> _Problems_:
A: Return the passage of the Bertha sailing forecast from "the 25+ knot" to "the North Sea.".
B: Write the next part of the Bertha sailing forecast, starting after its last sentence.

> _Quoted passage_:
══════

So yesterday I talked about lighter winds around 15 knots at the start.

Hmmmm!! seems like Bertha is keeping her presence felt for longer than

predicted and the boats all shot off in 20-30 knot winds this morning.

They are now experiencing 30 knots plus along the South Coast.

I mentioned there would be a lot of 20-25 knots and this remains true but

for the time being until Bertha has moved further north and declined a bit

the wind looks set to stay stronger than this. The next sign of the wind

slackening for class 1-3 boats is around Tuesday morning with a brief

reduction to 20 knots, but then the wind builds again and will be back in

the 25+ knot area until Wednesday morning when winds could be down to 15

knots in places but may still be 30 knots depending on where they are in

the North Sea.

I also mentioned about the reach and windward leg up to Shetland and the

benefits of keeping to a shorter route and hanging on the left of the

fleet. This could well be wrong as well. (As you might expect for a

prediction for 3 days hence). Bertha is headed North and then NW and looks

to be centered over Shetland by Tuesday afternoon or early evening. After

that the centre of the low heads SE back to the southern tip of Norway. It

looks set to arrive off the SW coast of Norway just SW of Stavanger around

Thursday afternoon. Given the wind rotates clockwise round a low this

means that if the boats continue to make fast progress on Tuesday and

Wednesday and the low follows this track, there will be an opportunity to

go right and go to the east of the low pressure and then catch a SE flow

round the top of the low pressure that the boats can ride all the way to

Shetland. this looks quicker than fighting up the west side of the low

where the wind will be NW and N.

══════

> _Entries provided_:
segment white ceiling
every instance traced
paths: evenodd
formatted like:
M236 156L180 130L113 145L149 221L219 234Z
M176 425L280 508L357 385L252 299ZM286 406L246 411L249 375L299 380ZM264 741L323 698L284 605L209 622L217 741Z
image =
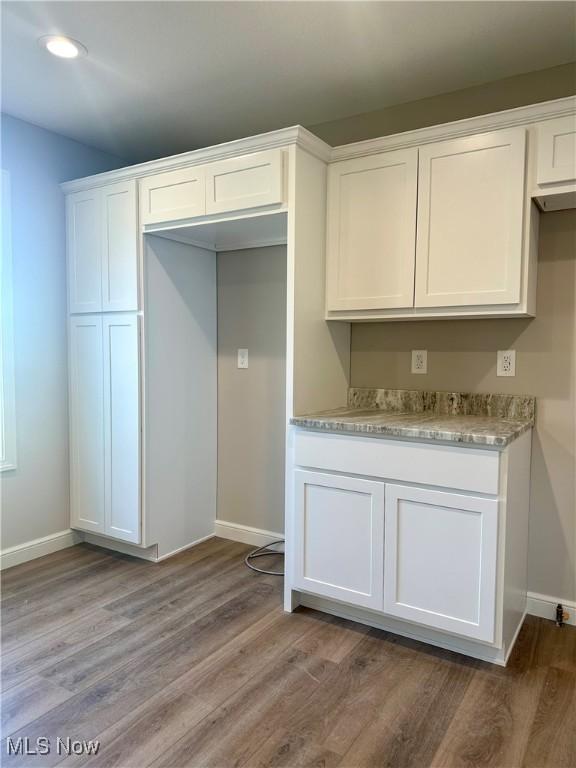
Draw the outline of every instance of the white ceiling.
M576 59L572 2L3 2L2 108L136 161ZM67 34L88 56L37 45Z

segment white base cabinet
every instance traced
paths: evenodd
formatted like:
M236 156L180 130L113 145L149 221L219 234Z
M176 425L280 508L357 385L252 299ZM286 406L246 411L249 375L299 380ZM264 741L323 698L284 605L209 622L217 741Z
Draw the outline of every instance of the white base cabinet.
M384 484L299 470L295 493L295 586L379 609Z
M505 663L526 610L530 446L531 431L496 450L295 429L286 610ZM457 488L426 474L443 462Z
M494 642L498 500L386 485L384 613Z

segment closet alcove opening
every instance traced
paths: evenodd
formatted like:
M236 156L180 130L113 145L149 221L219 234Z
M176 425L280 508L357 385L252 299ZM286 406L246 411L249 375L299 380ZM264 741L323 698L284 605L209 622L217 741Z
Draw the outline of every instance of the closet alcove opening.
M191 530L283 538L286 242L285 211L145 229L144 402L162 404L143 414L145 498L163 524L173 502Z

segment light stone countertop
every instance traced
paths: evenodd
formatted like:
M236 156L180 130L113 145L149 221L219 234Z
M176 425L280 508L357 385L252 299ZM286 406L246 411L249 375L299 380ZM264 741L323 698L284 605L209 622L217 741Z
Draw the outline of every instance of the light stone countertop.
M348 402L357 403L356 407L296 416L290 423L324 432L496 448L509 445L534 425L534 398L462 393L418 393L415 398L412 393L412 390L351 389ZM358 407L360 403L364 407Z

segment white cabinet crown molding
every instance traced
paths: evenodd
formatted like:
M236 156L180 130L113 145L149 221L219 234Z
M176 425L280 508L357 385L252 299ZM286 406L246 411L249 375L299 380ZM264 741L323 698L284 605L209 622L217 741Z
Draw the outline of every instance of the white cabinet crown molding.
M473 133L487 133L503 128L526 126L530 123L540 123L544 120L554 120L573 114L576 114L576 96L568 96L564 99L554 99L540 104L530 104L501 112L491 112L478 117L467 117L450 123L417 128L413 131L394 133L377 139L342 144L332 149L331 162L395 149L407 149Z
M314 157L328 162L330 160L331 147L322 139L319 139L301 125L289 128L281 128L278 131L269 131L257 136L248 136L244 139L235 139L212 147L203 147L191 152L183 152L179 155L171 155L158 160L150 160L146 163L129 165L118 168L115 171L98 173L94 176L86 176L82 179L63 182L60 187L66 193L79 192L84 189L104 186L126 179L138 179L143 176L151 176L163 171L175 171L203 163L211 163L217 160L226 160L240 155L247 155L265 149L277 149L292 144L300 147Z

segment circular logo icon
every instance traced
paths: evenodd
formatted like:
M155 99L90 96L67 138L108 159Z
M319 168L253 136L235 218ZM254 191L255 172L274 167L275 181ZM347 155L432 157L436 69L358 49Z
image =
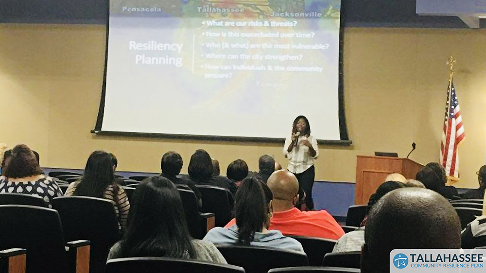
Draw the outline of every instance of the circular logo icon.
M405 268L408 265L408 257L403 253L399 253L393 257L393 265L399 269Z

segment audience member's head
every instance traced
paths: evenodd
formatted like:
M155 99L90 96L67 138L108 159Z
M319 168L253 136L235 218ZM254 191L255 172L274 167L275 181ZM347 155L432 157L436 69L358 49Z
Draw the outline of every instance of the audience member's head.
M403 182L405 184L405 186L407 188L421 188L422 189L427 189L424 184L420 181L418 180L415 180L414 179L407 179Z
M361 272L389 272L394 249L460 247L461 223L447 199L428 190L399 189L384 196L370 212Z
M271 174L275 171L275 159L269 155L263 155L258 160L260 173Z
M113 172L117 170L117 167L118 167L118 160L117 157L113 154L110 153L110 156L111 157L111 163L113 165Z
M7 168L8 162L10 161L10 157L12 156L12 150L7 150L3 152L3 158L1 161L1 175L4 175L5 170Z
M88 158L83 177L73 195L103 198L106 187L114 182L110 154L95 151Z
M162 156L160 169L164 175L175 176L180 173L183 164L180 155L175 152L167 152Z
M447 175L446 174L446 170L441 165L436 162L431 162L425 165L432 169L437 176L440 178L440 187L442 187L446 185L447 183Z
M197 150L191 157L188 173L191 178L203 180L211 177L213 174L211 157L204 150Z
M425 167L417 173L416 179L422 182L425 188L434 192L442 186L442 179L437 173L428 167Z
M211 161L213 163L213 176L217 177L220 175L219 161L214 159L211 159Z
M275 170L278 171L282 169L282 165L277 161L275 161Z
M479 186L481 188L486 187L486 165L480 168L476 174L478 175L478 182L479 183Z
M255 232L268 228L272 209L272 201L267 202L267 199L262 184L253 176L245 178L238 188L235 195L235 215L239 244L249 246Z
M248 176L248 165L242 159L233 161L226 169L226 176L233 181L242 181Z
M37 162L32 150L26 145L17 145L12 150L5 163L2 175L9 178L28 177L42 174L42 170Z
M387 181L397 181L403 183L406 180L407 178L405 178L405 177L397 173L388 175L388 176L386 177L386 178L385 178L385 182Z
M195 258L177 187L167 178L146 178L130 202L121 243L124 257Z
M288 171L276 171L268 177L267 186L273 194L275 211L283 211L295 206L299 199L299 182Z

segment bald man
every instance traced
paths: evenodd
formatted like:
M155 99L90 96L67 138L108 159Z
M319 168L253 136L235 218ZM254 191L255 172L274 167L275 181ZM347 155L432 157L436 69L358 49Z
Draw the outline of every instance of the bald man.
M369 213L361 272L389 272L394 249L460 247L461 223L447 199L429 190L399 189L386 194Z
M295 207L299 199L299 182L286 170L277 171L268 177L267 185L272 191L273 217L269 229L280 230L286 235L296 235L338 240L344 231L326 210L301 211ZM235 225L234 219L225 227Z

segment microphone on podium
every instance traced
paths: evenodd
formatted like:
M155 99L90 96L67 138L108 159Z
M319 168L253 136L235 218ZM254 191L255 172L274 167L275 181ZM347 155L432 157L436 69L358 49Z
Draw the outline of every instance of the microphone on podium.
M410 154L412 153L412 152L413 152L414 150L415 150L416 145L415 142L412 144L412 150L410 151L410 153L408 153L408 155L407 156L407 158L408 158L408 157L410 156Z

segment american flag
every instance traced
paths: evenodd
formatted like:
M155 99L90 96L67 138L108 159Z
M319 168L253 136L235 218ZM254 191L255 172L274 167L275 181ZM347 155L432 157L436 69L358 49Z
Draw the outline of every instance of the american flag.
M440 143L440 163L448 176L459 177L459 155L457 145L464 140L464 127L461 116L461 108L452 80L447 89L444 131Z

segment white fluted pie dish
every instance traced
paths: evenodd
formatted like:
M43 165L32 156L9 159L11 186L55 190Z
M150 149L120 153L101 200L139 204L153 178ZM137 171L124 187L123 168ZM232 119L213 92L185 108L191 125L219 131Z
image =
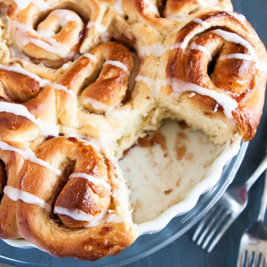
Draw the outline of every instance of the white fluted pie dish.
M170 243L188 230L231 183L248 146L247 143L241 143L239 150L238 137L231 144L215 146L202 133L188 131L171 121L165 123L159 133L166 137L164 149L159 144L136 146L119 162L131 192L133 217L138 225L139 237L120 254L105 257L94 263L94 266L118 266L134 261L145 256L144 253L148 255ZM145 235L147 234L154 234ZM20 250L36 248L24 239L3 241L12 246L10 251L14 247ZM33 251L35 254L45 253L57 266L74 263L79 266L90 264L54 258L40 250L23 250L16 260L30 263L28 259L23 258ZM0 252L0 257L13 259L13 255ZM49 264L48 261L41 266Z

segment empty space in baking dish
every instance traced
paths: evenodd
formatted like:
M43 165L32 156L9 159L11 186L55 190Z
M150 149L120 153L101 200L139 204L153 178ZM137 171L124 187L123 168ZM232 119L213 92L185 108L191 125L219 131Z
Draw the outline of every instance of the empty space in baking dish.
M215 145L202 132L167 120L156 134L150 133L132 148L119 165L140 234L158 231L192 209L217 182L240 143L236 136L224 145Z

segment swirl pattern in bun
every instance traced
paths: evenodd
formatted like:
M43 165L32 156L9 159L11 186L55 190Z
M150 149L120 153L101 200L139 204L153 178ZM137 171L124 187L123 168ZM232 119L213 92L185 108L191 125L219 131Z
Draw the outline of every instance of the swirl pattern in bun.
M0 238L96 260L138 235L123 152L166 118L251 139L267 53L230 0L0 0Z

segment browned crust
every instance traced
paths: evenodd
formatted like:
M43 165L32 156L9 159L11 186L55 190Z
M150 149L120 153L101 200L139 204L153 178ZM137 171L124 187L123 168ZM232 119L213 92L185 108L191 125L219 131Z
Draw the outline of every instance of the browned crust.
M25 144L22 143L5 139L1 141L19 149L25 148ZM5 170L4 179L0 179L1 184L3 183L1 186L3 187L6 184L17 188L17 177L22 167L23 159L15 152L0 150L0 160ZM13 239L20 237L17 226L16 208L15 201L5 194L0 195L0 238Z
M222 29L238 34L255 49L258 59L267 62L267 55L264 45L254 29L247 21L242 23L233 17L224 12L214 12L204 14L200 18L208 22L211 29ZM197 37L196 37L197 36ZM209 47L211 42L217 47L222 47L220 54L232 53L248 53L246 49L239 45L225 41L208 30L203 32L201 25L191 22L186 24L177 35L176 42L185 39L198 45ZM234 120L238 125L243 140L248 141L254 136L259 123L264 102L267 76L263 71L256 69L253 62L239 59L228 59L217 61L211 77L207 74L207 56L199 50L191 50L184 53L177 49L169 52L166 68L168 77L195 83L210 90L225 94L236 100L238 108L233 112ZM214 53L216 53L216 51ZM185 92L184 94L188 94ZM199 107L200 111L211 117L223 118L223 109L213 112L216 101L209 97L197 95L189 100L192 105Z
M67 157L75 161L74 172L86 172L102 179L104 179L104 172L107 170L108 177L106 179L109 179L112 188L117 186L114 182L116 179L110 177L114 175L112 168L106 166L99 152L75 138L59 137L49 140L39 146L36 155L56 167ZM55 178L55 174L46 168L26 161L20 176L19 188L46 201L54 201L60 179ZM55 179L57 181L55 184ZM77 196L77 193L74 190L71 194ZM88 201L88 199L83 201ZM112 202L111 207L114 208ZM96 260L117 254L136 238L136 233L131 228L127 229L123 223L102 223L88 228L68 228L64 224L57 224L48 212L37 205L21 200L17 202L17 216L21 235L57 257Z

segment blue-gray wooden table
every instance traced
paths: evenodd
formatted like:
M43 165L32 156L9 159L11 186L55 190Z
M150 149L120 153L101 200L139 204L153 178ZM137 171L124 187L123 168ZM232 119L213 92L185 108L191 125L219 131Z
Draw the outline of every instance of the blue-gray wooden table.
M247 17L267 46L267 0L232 0L232 2L235 10L242 13ZM264 109L256 136L250 143L244 161L232 185L241 184L256 168L265 154L267 138L267 104ZM195 230L194 227L167 247L128 265L127 267L235 266L240 237L245 230L255 221L259 211L263 185L262 178L263 175L251 188L246 209L210 253L202 250L191 241ZM266 222L267 224L267 220ZM6 247L7 245L0 241L0 251L6 249ZM2 266L0 263L0 267Z
M255 28L267 47L267 0L232 0L235 10L242 13ZM267 97L267 95L266 95ZM256 135L249 144L244 161L232 185L240 184L253 171L265 154L267 138L267 100ZM259 210L263 178L250 193L246 209L210 253L191 241L196 227L165 248L127 267L145 266L182 267L232 267L236 266L240 237L255 221ZM267 226L267 217L266 217Z

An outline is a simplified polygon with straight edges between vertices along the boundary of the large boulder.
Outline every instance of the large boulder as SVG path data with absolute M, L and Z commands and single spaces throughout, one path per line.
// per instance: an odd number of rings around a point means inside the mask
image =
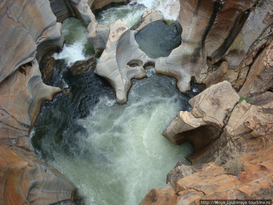
M 239 99 L 228 81 L 212 85 L 190 100 L 191 111 L 180 111 L 163 135 L 175 144 L 192 143 L 194 151 L 189 159 L 196 160 L 219 138 L 227 115 Z

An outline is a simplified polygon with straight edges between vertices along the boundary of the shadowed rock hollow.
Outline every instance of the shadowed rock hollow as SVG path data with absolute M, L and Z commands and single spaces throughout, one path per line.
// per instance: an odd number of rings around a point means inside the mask
M 198 204 L 201 196 L 271 196 L 272 1 L 180 0 L 181 45 L 154 62 L 139 49 L 134 35 L 150 22 L 162 20 L 161 15 L 146 10 L 132 30 L 120 21 L 99 24 L 91 9 L 116 1 L 0 4 L 0 201 L 72 204 L 75 199 L 73 186 L 37 158 L 28 137 L 41 102 L 61 91 L 43 84 L 38 63 L 49 50 L 62 46 L 60 22 L 70 16 L 84 23 L 96 53 L 103 51 L 96 72 L 111 83 L 120 102 L 126 101 L 131 78 L 145 76 L 148 64 L 154 65 L 157 73 L 175 78 L 180 92 L 189 90 L 193 77 L 207 86 L 190 101 L 192 110 L 180 112 L 164 134 L 175 143 L 191 141 L 196 150 L 189 158 L 193 162 L 210 163 L 178 163 L 166 186 L 152 190 L 141 204 Z M 223 62 L 220 67 L 217 62 Z M 231 87 L 252 101 L 236 105 L 239 95 Z M 231 158 L 225 161 L 228 164 L 237 154 L 245 164 L 241 177 L 211 162 L 214 156 L 221 161 L 226 156 Z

══════

> _Expected responses_:
A:
the 25+ knot area until Wednesday morning when winds could be down to 15

knots in places but may still be 30 knots depending on where they are in

the North Sea.

B:
However if the boats are not as quick as I am expecting or the low pressure

comes SE earlier. Then boats would be best on the left hand side of the

track. So the navigators will be pondering this dilemma. They will be

tracking the weather systems and their own rate of progress. We could see

a divergence in the choices made by the skippers of different boats.

Either way we can expect the middle of the fleet to be rounding Muckle

Flugga on Thursday. The race is still looking like it will be fast in

first half of the course. These decisions will make a big difference.

N.B. The scenario for the fast Volvo boats will look different, from this

they will arrive in this area12- 24 hours earlier than class 1-3 boats.

They will be in a different race from IRC classes 1-3.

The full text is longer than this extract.